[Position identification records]

* * * * * * * * *

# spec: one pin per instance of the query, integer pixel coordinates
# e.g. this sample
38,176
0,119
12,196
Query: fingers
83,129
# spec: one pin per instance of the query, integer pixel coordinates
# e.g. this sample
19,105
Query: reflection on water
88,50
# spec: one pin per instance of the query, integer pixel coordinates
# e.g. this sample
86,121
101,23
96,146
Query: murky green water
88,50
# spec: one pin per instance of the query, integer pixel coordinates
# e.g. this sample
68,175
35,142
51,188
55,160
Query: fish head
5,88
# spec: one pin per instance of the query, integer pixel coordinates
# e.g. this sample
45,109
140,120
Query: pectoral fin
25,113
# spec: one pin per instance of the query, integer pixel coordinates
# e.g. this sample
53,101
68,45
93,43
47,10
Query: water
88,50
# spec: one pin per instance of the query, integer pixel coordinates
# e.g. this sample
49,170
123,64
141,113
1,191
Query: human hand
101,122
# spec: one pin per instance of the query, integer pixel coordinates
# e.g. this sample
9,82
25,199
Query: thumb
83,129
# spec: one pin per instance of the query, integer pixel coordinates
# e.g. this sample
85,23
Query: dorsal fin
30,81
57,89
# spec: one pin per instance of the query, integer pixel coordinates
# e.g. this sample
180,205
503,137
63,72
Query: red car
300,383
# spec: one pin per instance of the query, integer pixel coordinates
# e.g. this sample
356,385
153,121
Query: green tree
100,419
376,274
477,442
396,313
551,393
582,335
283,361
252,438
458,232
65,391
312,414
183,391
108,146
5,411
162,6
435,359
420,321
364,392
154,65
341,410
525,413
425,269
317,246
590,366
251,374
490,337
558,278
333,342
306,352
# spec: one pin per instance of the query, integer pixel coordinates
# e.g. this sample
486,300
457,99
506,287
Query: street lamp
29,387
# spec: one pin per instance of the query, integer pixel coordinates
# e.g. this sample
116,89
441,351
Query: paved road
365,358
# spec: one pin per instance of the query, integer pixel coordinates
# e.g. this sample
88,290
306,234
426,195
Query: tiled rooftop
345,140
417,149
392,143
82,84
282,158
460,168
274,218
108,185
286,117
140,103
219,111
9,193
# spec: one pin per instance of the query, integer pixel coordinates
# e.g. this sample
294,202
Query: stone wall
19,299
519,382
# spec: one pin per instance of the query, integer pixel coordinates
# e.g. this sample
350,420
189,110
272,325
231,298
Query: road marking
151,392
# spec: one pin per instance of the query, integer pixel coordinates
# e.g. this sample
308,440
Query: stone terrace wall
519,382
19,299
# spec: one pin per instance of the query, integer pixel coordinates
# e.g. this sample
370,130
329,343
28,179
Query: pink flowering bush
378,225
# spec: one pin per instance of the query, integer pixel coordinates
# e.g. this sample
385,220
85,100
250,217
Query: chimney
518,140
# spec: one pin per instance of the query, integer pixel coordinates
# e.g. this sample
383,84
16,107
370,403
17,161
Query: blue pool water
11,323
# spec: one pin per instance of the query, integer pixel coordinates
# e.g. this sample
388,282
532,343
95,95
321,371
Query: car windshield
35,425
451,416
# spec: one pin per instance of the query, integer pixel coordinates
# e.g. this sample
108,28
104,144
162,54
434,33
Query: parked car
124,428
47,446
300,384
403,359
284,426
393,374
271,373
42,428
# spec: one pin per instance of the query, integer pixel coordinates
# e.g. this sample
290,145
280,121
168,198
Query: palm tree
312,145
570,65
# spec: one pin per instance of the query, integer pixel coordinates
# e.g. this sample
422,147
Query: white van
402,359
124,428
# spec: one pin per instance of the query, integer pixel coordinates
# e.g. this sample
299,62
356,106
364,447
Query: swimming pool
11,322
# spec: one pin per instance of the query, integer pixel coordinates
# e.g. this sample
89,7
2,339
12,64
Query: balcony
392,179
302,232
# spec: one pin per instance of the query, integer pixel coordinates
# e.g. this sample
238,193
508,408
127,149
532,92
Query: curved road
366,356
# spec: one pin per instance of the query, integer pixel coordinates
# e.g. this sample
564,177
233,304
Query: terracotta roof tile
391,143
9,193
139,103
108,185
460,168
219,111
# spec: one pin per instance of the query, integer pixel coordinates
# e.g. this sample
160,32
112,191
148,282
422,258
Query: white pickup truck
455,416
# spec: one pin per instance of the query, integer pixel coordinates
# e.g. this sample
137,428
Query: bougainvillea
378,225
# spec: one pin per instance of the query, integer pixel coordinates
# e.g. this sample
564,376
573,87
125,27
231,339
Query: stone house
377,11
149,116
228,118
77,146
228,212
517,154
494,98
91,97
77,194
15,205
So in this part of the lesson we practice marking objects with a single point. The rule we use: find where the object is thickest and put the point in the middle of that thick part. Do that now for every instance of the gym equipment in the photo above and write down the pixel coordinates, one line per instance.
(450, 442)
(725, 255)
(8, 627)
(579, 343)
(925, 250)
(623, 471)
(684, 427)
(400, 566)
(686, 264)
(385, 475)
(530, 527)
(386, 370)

* * * * * * * * *

Extract exactly the lines between the line containing "So in this part" and the end of the data, including both.

So in this part of the lesson we practice marking objects with a single point. The rule we use: find where the object is thickest and put the point in the middle of that thick part. Do that now for every instance of the gym equipment in the photo above and write down the pixel coordinates, one line per instance.
(450, 442)
(725, 255)
(8, 627)
(579, 343)
(925, 250)
(623, 471)
(684, 427)
(400, 566)
(686, 264)
(385, 475)
(530, 527)
(386, 370)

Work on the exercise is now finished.